= WHAT YOU ARE ASKED TO DO =
Return the line containing "target: work boot" and all lines after it exactly; stop at the end of the material.

*** RECORDED INFORMATION

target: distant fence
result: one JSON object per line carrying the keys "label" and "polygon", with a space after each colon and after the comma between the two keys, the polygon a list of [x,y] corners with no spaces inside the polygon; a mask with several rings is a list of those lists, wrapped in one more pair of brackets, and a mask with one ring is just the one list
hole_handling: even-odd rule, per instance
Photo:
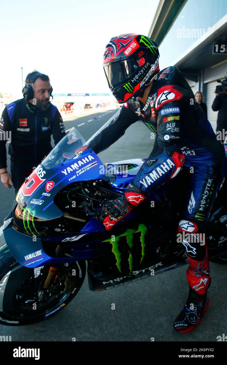
{"label": "distant fence", "polygon": [[116,104],[112,104],[103,108],[92,108],[83,110],[80,109],[75,110],[68,110],[66,112],[61,111],[60,113],[63,120],[65,120],[70,118],[86,115],[87,114],[94,114],[94,113],[102,113],[103,111],[110,110],[110,109],[116,109],[118,105]]}

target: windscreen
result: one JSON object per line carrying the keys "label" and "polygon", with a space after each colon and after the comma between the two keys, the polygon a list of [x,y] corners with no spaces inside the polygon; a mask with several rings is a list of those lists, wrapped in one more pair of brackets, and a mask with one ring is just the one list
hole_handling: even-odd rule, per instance
{"label": "windscreen", "polygon": [[42,164],[46,169],[51,169],[87,148],[83,137],[77,129],[73,128],[45,158]]}

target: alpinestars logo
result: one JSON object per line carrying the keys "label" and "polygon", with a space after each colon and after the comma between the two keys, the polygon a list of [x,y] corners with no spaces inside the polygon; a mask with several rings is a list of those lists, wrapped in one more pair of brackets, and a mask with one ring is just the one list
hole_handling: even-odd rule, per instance
{"label": "alpinestars logo", "polygon": [[193,232],[195,231],[195,227],[192,222],[189,220],[181,220],[179,226],[182,230],[188,232]]}
{"label": "alpinestars logo", "polygon": [[190,243],[188,243],[187,241],[185,241],[184,239],[182,241],[182,243],[186,249],[187,253],[189,253],[191,252],[191,253],[193,254],[193,255],[196,255],[196,250],[195,247],[192,247],[192,246],[191,246]]}
{"label": "alpinestars logo", "polygon": [[175,94],[171,92],[171,91],[164,91],[161,94],[157,100],[155,105],[156,108],[158,108],[164,101],[173,99],[175,96]]}
{"label": "alpinestars logo", "polygon": [[125,88],[129,93],[132,93],[133,92],[133,88],[130,84],[130,82],[128,82],[127,84],[126,84],[125,85],[124,85],[123,87]]}
{"label": "alpinestars logo", "polygon": [[176,90],[173,85],[166,85],[161,88],[158,92],[155,108],[158,109],[161,105],[170,100],[179,100],[182,97],[182,94]]}
{"label": "alpinestars logo", "polygon": [[[192,287],[192,289],[194,289],[196,291],[197,291],[199,289],[203,289],[203,288],[206,287],[208,280],[208,279],[207,278],[205,278],[204,279],[200,279],[199,284],[197,284],[196,285],[194,285],[193,287]],[[200,286],[200,285],[202,285],[202,284],[203,284],[204,285],[202,286]]]}
{"label": "alpinestars logo", "polygon": [[136,203],[138,204],[141,200],[144,200],[144,198],[142,195],[130,195],[130,196],[127,196],[127,199],[129,201],[135,201]]}
{"label": "alpinestars logo", "polygon": [[192,191],[191,196],[191,198],[189,201],[189,204],[188,204],[188,212],[189,214],[191,214],[193,208],[195,208],[195,198],[194,197],[194,195],[193,195],[193,192]]}
{"label": "alpinestars logo", "polygon": [[107,222],[106,223],[104,223],[103,224],[105,227],[109,227],[109,226],[113,226],[114,224],[111,224],[111,223],[109,223],[109,222]]}

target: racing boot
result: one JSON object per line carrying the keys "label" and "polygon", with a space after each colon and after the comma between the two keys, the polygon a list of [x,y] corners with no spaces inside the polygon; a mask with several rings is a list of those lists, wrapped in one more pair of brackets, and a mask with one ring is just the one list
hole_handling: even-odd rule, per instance
{"label": "racing boot", "polygon": [[[181,221],[179,224],[183,230],[186,231],[180,224],[182,222],[185,227],[185,221]],[[197,232],[196,225],[193,224],[194,227],[191,224],[191,232],[193,231],[194,228],[196,228],[194,231]],[[188,228],[187,231],[190,232]],[[183,231],[179,229],[179,231],[182,232]],[[191,237],[191,239],[192,238]],[[182,242],[186,249],[189,264],[186,275],[189,285],[189,293],[186,304],[173,323],[174,328],[182,333],[191,332],[196,328],[209,307],[207,291],[211,284],[211,278],[207,247],[205,242],[202,245],[200,245],[199,242],[196,244],[191,242],[193,242],[192,239],[190,242],[184,240]],[[201,260],[203,257],[203,259]],[[201,261],[198,261],[198,259]]]}
{"label": "racing boot", "polygon": [[181,333],[193,331],[199,324],[208,307],[209,299],[207,293],[200,295],[189,285],[188,300],[174,321],[174,328]]}

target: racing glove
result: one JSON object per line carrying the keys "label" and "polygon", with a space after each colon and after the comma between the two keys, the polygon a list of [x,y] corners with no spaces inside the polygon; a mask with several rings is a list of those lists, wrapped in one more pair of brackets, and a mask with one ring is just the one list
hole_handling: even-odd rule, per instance
{"label": "racing glove", "polygon": [[146,198],[142,190],[130,182],[122,197],[106,201],[97,211],[96,218],[109,231]]}

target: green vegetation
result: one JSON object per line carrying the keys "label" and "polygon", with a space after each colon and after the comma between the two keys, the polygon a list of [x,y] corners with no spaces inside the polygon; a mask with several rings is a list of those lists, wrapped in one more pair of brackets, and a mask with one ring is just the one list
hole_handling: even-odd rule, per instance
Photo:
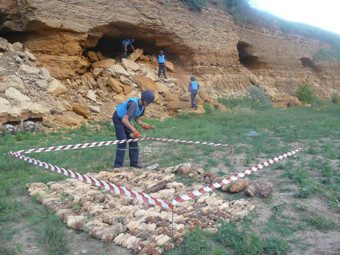
{"label": "green vegetation", "polygon": [[[232,111],[215,111],[205,105],[207,114],[182,114],[176,119],[169,118],[162,122],[146,120],[157,128],[147,133],[140,131],[152,137],[232,144],[235,147],[233,155],[229,147],[143,141],[140,142],[140,163],[158,163],[160,167],[169,167],[190,161],[207,172],[215,169],[218,175],[232,175],[262,162],[262,159],[272,158],[300,146],[304,150],[258,174],[250,175],[251,178],[263,181],[270,173],[277,180],[275,191],[260,200],[269,212],[267,218],[261,218],[262,222],[258,221],[261,215],[253,212],[241,222],[219,222],[217,233],[196,228],[188,232],[183,245],[174,253],[288,254],[294,250],[303,254],[308,243],[296,239],[296,234],[303,237],[304,232],[308,231],[338,231],[339,227],[331,217],[340,213],[340,105],[322,102],[328,108],[319,109],[317,105],[312,105],[310,108],[262,109],[253,100],[220,99],[219,102]],[[261,135],[248,136],[252,130]],[[63,238],[67,232],[64,224],[26,193],[26,183],[47,183],[64,180],[66,177],[18,160],[7,152],[109,140],[115,140],[114,128],[110,122],[84,124],[78,130],[22,132],[0,138],[1,254],[23,253],[22,246],[15,239],[20,234],[20,228],[15,227],[18,219],[21,225],[33,233],[30,242],[42,247],[43,253],[70,253],[70,243]],[[115,150],[115,146],[104,146],[28,156],[87,173],[112,171]],[[197,182],[186,175],[178,175],[176,178],[176,181],[187,185]],[[281,192],[287,193],[289,199],[285,202],[277,200]],[[225,193],[223,198],[230,201],[244,198],[244,195]],[[72,201],[73,197],[64,194],[61,199]],[[318,210],[318,207],[310,203],[311,200],[321,201],[318,205],[324,208]],[[73,201],[70,206],[72,211],[77,212],[81,204]],[[254,215],[257,218],[252,218]],[[86,217],[90,219],[93,215]]]}
{"label": "green vegetation", "polygon": [[[180,0],[192,11],[202,11],[207,0]],[[225,10],[233,15],[240,26],[253,25],[256,27],[275,29],[284,33],[298,34],[307,38],[328,43],[331,48],[321,48],[314,55],[320,60],[340,60],[340,35],[313,27],[307,24],[291,22],[274,16],[268,12],[251,7],[249,0],[217,0],[225,6]]]}

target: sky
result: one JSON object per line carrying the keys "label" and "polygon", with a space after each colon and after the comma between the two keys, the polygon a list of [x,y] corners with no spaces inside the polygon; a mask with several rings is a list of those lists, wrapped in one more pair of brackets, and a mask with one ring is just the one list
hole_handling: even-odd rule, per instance
{"label": "sky", "polygon": [[340,0],[250,0],[250,3],[285,20],[340,34]]}

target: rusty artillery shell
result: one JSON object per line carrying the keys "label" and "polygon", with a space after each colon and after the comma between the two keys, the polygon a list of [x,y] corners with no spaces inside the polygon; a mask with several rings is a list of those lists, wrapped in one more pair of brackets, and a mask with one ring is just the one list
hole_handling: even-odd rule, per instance
{"label": "rusty artillery shell", "polygon": [[252,181],[249,186],[244,191],[244,194],[249,195],[251,197],[255,196],[256,193],[260,189],[260,184],[257,181]]}
{"label": "rusty artillery shell", "polygon": [[238,179],[230,186],[230,192],[232,193],[241,192],[242,190],[248,187],[249,183],[250,183],[249,178]]}

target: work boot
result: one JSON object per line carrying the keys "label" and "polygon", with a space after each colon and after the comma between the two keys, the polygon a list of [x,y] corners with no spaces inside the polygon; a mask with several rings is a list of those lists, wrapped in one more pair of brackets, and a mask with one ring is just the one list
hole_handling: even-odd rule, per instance
{"label": "work boot", "polygon": [[114,168],[120,168],[123,166],[124,156],[125,156],[125,149],[117,148]]}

******

= ANSWER TO THIS EXERCISE =
target: work boot
result: one JSON object per line carrying the keys "label" and "polygon", with a space after each colon and after the comma between the two keys, the polygon a list of [x,y] corners with no spaces inside the polygon; a mask with several rings is a list of those lists, wrapped in one more pair of brackets, and a mask with one ring is just the one list
hole_handling: even-odd rule, per instance
{"label": "work boot", "polygon": [[114,168],[120,168],[123,166],[124,156],[125,156],[125,149],[117,148]]}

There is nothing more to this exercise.